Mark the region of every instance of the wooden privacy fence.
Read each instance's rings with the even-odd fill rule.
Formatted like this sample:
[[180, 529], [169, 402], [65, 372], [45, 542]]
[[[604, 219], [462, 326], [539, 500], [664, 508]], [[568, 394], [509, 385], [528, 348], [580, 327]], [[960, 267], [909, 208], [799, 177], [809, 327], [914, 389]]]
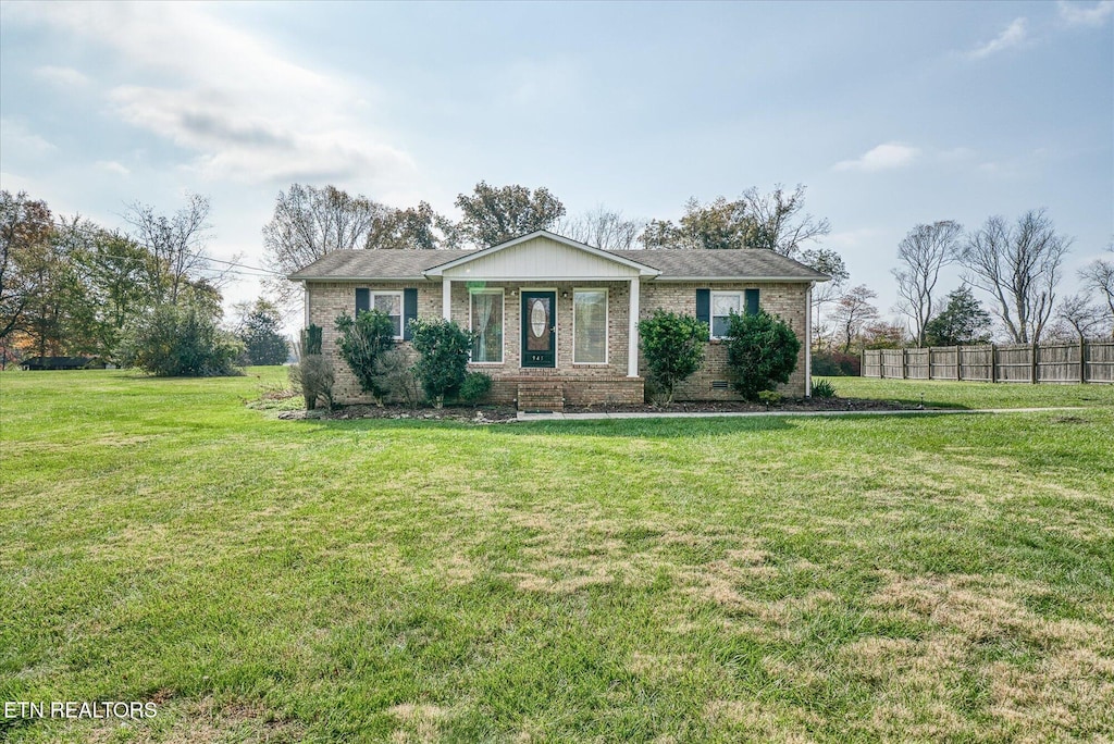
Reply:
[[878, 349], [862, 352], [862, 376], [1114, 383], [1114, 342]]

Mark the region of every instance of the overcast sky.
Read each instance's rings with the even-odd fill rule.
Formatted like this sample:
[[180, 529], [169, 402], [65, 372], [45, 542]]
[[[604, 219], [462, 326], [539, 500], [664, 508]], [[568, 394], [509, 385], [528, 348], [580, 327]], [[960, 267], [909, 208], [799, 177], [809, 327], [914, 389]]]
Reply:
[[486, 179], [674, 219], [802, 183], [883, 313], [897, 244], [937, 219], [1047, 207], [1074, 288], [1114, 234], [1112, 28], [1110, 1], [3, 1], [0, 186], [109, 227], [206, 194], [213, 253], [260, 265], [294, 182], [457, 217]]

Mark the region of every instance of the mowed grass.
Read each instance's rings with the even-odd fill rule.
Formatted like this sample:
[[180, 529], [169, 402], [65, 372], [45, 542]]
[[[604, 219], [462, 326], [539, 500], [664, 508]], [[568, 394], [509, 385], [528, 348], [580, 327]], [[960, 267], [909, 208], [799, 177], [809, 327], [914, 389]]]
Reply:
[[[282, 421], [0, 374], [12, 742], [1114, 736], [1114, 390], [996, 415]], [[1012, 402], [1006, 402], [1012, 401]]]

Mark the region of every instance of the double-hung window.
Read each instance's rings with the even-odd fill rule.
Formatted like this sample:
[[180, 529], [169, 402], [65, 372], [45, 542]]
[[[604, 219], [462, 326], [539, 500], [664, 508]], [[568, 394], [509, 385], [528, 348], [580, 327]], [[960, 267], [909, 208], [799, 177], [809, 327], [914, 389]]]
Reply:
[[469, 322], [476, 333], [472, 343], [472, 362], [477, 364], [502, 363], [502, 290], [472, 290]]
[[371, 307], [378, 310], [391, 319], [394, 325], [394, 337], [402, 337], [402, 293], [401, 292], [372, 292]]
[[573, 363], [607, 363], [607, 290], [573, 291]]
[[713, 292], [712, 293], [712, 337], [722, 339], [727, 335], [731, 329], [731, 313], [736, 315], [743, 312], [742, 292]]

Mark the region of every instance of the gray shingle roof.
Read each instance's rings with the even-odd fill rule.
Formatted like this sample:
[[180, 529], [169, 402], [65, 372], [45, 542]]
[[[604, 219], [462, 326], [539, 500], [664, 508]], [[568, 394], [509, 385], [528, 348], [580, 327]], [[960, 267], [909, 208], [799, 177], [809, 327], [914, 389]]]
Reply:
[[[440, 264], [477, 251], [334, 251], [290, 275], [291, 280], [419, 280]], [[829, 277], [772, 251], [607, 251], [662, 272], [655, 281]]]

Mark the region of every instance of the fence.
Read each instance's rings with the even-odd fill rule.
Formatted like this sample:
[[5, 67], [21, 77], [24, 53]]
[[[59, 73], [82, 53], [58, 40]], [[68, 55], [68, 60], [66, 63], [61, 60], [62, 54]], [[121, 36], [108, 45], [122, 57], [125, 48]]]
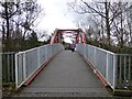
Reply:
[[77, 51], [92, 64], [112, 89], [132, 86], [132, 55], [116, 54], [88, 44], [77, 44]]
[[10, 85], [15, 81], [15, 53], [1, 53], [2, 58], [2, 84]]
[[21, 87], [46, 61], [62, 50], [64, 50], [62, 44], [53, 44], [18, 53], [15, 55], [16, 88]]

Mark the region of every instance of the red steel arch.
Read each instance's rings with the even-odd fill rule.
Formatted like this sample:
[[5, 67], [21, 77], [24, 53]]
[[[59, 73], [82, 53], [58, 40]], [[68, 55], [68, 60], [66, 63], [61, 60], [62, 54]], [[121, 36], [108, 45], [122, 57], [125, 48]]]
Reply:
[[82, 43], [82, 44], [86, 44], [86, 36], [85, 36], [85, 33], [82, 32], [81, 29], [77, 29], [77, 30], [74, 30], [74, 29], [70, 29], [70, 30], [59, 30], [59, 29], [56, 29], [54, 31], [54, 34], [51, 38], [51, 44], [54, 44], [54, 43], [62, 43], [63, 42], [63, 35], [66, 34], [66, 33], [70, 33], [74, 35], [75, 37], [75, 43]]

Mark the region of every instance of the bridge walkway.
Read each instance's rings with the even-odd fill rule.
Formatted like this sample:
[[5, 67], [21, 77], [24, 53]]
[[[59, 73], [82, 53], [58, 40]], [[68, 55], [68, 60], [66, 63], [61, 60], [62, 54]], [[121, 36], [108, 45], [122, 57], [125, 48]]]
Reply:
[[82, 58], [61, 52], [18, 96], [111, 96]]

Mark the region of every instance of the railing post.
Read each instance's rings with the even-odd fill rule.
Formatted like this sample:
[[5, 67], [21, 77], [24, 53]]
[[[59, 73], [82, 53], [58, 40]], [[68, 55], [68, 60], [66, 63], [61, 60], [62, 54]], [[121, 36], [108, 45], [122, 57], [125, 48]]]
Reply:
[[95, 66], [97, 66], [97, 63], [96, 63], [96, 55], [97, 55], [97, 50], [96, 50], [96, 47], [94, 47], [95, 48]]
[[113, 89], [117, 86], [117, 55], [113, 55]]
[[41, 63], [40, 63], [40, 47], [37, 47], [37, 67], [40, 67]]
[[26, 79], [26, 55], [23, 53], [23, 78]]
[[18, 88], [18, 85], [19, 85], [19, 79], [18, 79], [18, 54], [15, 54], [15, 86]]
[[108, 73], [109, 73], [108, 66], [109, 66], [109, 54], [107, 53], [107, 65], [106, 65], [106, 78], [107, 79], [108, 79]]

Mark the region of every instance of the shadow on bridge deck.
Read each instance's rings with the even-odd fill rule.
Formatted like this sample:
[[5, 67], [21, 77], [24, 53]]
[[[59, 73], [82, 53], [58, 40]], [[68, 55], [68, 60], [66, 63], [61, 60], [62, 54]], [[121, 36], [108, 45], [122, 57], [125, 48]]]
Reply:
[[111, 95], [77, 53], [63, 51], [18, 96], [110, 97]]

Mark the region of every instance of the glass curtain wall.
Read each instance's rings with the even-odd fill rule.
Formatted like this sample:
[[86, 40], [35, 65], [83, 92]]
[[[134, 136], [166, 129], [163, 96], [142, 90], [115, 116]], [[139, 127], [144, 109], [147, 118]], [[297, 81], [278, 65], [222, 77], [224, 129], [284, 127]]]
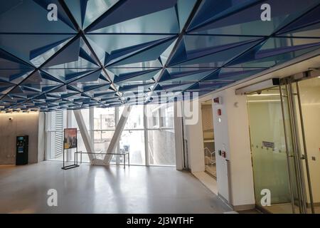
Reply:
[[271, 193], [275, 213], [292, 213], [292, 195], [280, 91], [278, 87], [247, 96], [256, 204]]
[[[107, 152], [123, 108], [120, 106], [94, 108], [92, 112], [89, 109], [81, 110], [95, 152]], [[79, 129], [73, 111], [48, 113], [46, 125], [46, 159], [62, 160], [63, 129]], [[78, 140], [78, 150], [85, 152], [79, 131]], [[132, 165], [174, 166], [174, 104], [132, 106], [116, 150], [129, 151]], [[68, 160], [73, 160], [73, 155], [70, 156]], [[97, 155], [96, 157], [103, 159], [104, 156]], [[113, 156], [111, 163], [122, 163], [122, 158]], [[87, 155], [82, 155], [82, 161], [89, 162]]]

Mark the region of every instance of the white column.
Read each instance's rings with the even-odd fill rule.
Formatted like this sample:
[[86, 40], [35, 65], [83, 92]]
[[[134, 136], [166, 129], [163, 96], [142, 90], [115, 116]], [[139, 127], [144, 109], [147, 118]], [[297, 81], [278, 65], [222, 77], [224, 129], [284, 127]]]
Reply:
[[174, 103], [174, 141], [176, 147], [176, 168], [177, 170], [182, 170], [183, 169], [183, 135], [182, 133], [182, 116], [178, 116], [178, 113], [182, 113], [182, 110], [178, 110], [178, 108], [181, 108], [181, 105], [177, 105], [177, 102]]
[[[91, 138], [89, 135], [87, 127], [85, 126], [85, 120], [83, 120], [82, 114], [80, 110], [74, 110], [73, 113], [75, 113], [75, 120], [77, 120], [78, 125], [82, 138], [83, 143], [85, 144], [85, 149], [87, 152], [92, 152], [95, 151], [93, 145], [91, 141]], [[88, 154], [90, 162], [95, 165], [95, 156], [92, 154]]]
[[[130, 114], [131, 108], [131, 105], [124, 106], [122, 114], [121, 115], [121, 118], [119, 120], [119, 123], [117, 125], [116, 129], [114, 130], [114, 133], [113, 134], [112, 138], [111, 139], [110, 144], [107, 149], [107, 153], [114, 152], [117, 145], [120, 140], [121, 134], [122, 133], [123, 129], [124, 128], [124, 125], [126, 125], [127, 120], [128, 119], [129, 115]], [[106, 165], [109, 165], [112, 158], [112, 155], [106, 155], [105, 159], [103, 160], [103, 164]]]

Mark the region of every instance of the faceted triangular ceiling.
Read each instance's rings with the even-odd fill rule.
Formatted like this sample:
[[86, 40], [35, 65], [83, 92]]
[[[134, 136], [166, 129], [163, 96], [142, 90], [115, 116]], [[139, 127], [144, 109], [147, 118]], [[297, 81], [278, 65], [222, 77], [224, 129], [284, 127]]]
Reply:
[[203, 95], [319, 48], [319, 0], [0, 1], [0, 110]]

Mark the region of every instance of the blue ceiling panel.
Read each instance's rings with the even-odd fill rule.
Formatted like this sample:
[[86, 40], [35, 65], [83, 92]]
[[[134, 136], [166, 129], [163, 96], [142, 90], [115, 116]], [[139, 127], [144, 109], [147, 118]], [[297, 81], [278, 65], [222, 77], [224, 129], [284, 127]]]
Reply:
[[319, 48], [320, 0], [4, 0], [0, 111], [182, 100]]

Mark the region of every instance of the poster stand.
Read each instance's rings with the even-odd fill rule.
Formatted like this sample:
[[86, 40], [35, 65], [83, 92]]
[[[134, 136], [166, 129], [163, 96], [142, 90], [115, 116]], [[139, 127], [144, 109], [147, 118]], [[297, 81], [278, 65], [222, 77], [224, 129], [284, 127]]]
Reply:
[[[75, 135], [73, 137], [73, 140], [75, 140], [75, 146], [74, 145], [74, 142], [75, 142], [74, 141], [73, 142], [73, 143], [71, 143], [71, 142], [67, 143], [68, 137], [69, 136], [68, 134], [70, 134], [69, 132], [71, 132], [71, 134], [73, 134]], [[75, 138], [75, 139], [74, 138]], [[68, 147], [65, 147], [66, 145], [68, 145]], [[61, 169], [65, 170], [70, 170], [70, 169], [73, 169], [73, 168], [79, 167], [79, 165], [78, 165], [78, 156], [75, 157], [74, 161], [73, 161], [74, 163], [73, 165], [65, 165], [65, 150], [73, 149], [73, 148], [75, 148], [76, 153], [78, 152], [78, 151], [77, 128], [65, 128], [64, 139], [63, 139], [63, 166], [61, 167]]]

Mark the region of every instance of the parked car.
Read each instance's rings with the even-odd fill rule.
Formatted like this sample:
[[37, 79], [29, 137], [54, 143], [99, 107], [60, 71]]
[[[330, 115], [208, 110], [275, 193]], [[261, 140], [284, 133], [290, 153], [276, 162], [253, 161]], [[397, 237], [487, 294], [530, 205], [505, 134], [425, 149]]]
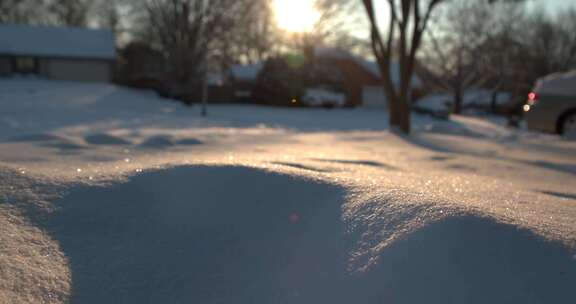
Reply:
•••••
• Exercise objective: Reproduce the rows verbatim, beginning at the line containing "Mark the region of every instance of the faceted" and ending after the line containing "[[319, 48], [320, 0], [4, 0], [0, 111], [182, 100]]".

• Solution for this exercise:
Mark the region of every instance of the faceted triangular ceiling.
Read each instance's rings with the even-odd fill rule.
Formatted like this sample:
[[86, 40], [35, 65], [83, 92]]
[[[134, 136], [166, 129], [163, 96], [142, 90], [115, 116]], [[139, 127], [144, 109], [147, 118]], [[297, 81], [278, 65], [222, 77], [224, 129], [284, 127]]]
Reply:
[[203, 95], [319, 48], [319, 0], [0, 1], [0, 110]]

Mark the region of every instance of the blue ceiling panel.
Read each instance's rings with the even-odd fill rule.
Formatted like this sample:
[[86, 40], [35, 65], [83, 92]]
[[[134, 136], [166, 129], [163, 96], [142, 90], [115, 116]], [[139, 127], [144, 109], [147, 118]], [[297, 81], [278, 65], [222, 77], [224, 129], [284, 127]]]
Reply:
[[319, 48], [320, 0], [4, 0], [0, 111], [182, 100]]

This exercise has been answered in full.